INSTRUCTIONS TO FOLLOW:
Continue the biography of the French ethnologist Francis Mazière from the point where it stops.

TEXT SECTION:
....

- Born: May 24, 1924 Paris, France
- Died: September 18, 1994 (aged 70) Carpentras, France
- Occupations: Archaeologist; ethnologist;

= Francis Mazière =

French ethnologist and archaeologist (1924–1994)

Francis Mazière (24 May 1924 – 18 September 1994) was a French ethnologist and archaeologist.

== Career ==

=== Archaeology ===
Specializing in the Amazon, he was also known for his deep knowledge of Polynesian culture and his patient explorations of the Pacific Islands, including the "Fantastic Easter Island". In 1951, he led an expedition into Guyana in Indian territory, crossing the Tumuc-Humac Mountains and discovering unexplored lands in Brazil. In the field, he attempted to unravel the mystery of the moai statues, those mysterious statues erected on Easter Island. He recounted this experience in the best-selling book Fantastique île de Pâques, which sold nearly a million copies and was translated into many languages. He successively explored the cultures of the Sinai, Guyana, Argentina, and the South Pacific. He also contributed to the study of the sounds and dances of Tahiti.

....

GIVEN DATA:
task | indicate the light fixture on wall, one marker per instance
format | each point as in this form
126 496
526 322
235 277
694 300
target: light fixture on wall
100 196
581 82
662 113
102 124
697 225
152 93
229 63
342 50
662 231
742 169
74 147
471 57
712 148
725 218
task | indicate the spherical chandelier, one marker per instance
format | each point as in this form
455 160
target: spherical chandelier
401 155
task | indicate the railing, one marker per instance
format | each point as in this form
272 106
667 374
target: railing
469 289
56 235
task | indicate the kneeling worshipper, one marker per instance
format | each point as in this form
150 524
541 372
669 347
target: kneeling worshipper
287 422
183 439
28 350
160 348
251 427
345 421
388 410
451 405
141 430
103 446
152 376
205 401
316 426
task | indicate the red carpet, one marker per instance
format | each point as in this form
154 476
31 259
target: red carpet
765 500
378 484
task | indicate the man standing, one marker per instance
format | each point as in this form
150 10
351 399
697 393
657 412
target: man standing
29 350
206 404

....

YOUR RESPONSE:
=== Author and publisher ===
In addition to his archaeological activities, he authored books for young audiences, often featuring black and white photographs. One of the most famous, Parana, le petit Indien (illustrated by Dominique Darbois), tells the story of the daily life of an Amazonian child and was published by Nathan in 1953. He was also the long-time director of the Énigmes de l'univers collection and later Portes de l'étrange at Robert Laffont, a period during which the author's and the public's interest in science fiction literature intensified.

Francis Mazière also appeared as an actor in Jacques Becker's film Rendez-vous de juillet in 1949, in which Daniel Gélin played the role of a young ethnologist embarking on his first expedition with difficulty, and Francis played the role of "Frédéric". (Louis Delluc Prize).

== Personal life ==
He had a wife, Tila Mazière, an archaeologist who assisted him and often accompanied him on his explorations.

== Selected works ==
- Francis Mazière (text) (1953). "Expédition Tumuc-Humac".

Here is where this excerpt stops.